==== DATA LINES ====

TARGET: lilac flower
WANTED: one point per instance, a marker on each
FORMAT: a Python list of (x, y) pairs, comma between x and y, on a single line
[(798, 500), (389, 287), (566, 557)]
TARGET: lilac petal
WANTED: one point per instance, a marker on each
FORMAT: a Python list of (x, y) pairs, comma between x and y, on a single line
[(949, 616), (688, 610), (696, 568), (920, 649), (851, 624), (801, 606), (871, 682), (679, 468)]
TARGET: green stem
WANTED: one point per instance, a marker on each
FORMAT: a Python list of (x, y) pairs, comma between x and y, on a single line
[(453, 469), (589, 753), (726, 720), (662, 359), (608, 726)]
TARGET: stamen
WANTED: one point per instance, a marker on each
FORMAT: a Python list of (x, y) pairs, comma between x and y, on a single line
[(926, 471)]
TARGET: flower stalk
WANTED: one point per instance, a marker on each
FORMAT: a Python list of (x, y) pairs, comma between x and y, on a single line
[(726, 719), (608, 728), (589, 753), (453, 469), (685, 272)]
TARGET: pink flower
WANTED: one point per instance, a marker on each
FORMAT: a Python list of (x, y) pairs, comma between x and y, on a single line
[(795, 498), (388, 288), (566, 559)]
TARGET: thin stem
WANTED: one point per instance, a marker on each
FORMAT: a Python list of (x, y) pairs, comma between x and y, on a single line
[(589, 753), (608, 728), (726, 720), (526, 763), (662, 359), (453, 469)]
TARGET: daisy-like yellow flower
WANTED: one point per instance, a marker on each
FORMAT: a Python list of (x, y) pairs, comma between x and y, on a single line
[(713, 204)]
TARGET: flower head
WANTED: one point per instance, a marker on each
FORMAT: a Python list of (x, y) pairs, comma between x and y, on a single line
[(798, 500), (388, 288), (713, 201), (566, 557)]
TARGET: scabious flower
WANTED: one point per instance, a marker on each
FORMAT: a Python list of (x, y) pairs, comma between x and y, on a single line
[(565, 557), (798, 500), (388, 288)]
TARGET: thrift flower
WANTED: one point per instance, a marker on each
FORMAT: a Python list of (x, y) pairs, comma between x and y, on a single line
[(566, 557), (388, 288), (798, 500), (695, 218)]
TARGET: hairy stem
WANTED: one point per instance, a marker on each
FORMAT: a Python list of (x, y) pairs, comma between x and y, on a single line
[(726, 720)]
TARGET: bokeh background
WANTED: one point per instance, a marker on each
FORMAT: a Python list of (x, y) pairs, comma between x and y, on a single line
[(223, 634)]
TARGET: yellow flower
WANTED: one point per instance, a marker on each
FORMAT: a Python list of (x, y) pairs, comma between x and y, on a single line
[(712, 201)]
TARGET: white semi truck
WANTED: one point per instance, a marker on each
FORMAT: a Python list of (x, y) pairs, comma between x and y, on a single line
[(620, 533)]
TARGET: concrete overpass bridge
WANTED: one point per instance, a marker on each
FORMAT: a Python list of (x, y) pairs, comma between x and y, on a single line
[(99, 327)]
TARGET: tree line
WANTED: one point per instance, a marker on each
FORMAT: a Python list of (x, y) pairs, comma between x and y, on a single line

====

EXERCISE OBJECTIVE
Can you render all of the lines above as a JSON list of strings, with one string per line and any blank lines left out?

PROBLEM SOLUTION
[
  "TARGET: lilac flower",
  "WANTED: one point per instance, a marker on each",
  "FORMAT: a Python list of (x, y) pairs, comma between x and y, on a single line",
  "[(798, 500), (389, 287), (566, 557)]",
  "TARGET: lilac petal",
  "WANTED: one point per instance, a marker on each",
  "FORMAT: a Python list of (x, y) pairs, comma between x and y, on a single line",
  "[(949, 616), (688, 610), (696, 568), (920, 649), (851, 624), (801, 606), (871, 682), (679, 468)]",
  "TARGET: green stem",
  "WANTED: one point per instance, a marker on each",
  "FORMAT: a Python list of (x, y) pairs, comma between x and y, on a single line",
  "[(453, 469), (589, 753), (726, 720), (662, 359), (608, 726)]",
  "TARGET: stamen",
  "WANTED: one point per instance, a marker on each",
  "FORMAT: a Python list of (x, y) pairs, comma between x and y, on a single line",
  "[(926, 471)]",
  "TARGET: flower stalk",
  "WANTED: one point per instance, a marker on each",
  "FORMAT: a Python list of (x, y) pairs, comma between x and y, on a single line",
  "[(726, 719), (608, 728), (589, 753), (453, 469), (685, 272)]",
  "TARGET: pink flower",
  "WANTED: one point per instance, a marker on each",
  "FORMAT: a Python list of (x, y) pairs, comma between x and y, on a single line",
  "[(795, 498), (388, 288), (566, 559)]",
  "TARGET: thin stem",
  "WANTED: one point per instance, a marker on each",
  "FORMAT: a Python list of (x, y) pairs, comma between x and y, on a single line",
  "[(589, 753), (608, 728), (726, 720), (526, 763), (662, 359), (453, 469)]",
  "TARGET: daisy-like yellow flower",
  "WANTED: one point per instance, a marker on each",
  "FORMAT: a Python list of (x, y) pairs, comma between x and y, on a single line",
  "[(713, 204)]",
  "TARGET: flower head",
  "WANTED: one point per instance, a marker on each",
  "FORMAT: a Python list of (x, y) pairs, comma between x and y, on a single line",
  "[(798, 500), (388, 288), (713, 201), (566, 557)]",
  "TARGET: scabious flower",
  "WANTED: one point per instance, a marker on each",
  "FORMAT: a Python list of (x, y) pairs, comma between x and y, on a single line",
  "[(565, 557), (798, 500), (388, 288)]",
  "TARGET: thrift flower",
  "WANTED: one point per instance, a marker on each",
  "FORMAT: a Python list of (x, y) pairs, comma between x and y, on a single line",
  "[(566, 557), (388, 288), (798, 500), (695, 218)]",
  "TARGET: hairy stem",
  "WANTED: one point per instance, a marker on each",
  "FORMAT: a Python list of (x, y) pairs, comma between x and y, on a single line",
  "[(726, 720)]",
  "TARGET: bokeh background",
  "WANTED: one point per instance, a marker on each",
  "FORMAT: a Python list of (x, y) pairs, comma between x and y, on a single line",
  "[(223, 634)]",
  "TARGET: yellow flower",
  "WANTED: one point per instance, a marker on each",
  "FORMAT: a Python list of (x, y) pairs, comma between x and y, on a single line",
  "[(712, 201)]",
  "TARGET: white semi truck",
  "WANTED: one point per instance, a marker on each",
  "FORMAT: a Python list of (x, y) pairs, comma between x and y, on a single line",
  "[(620, 533)]",
  "TARGET: concrete overpass bridge",
  "WANTED: one point per instance, a marker on each",
  "FORMAT: a Python list of (x, y) pairs, comma between x and y, on a single line",
  "[(99, 327)]",
  "TARGET: tree line",
  "WANTED: one point per instance, a marker on each",
  "FORMAT: a Python list of (x, y) pairs, comma between x and y, on a single line"
]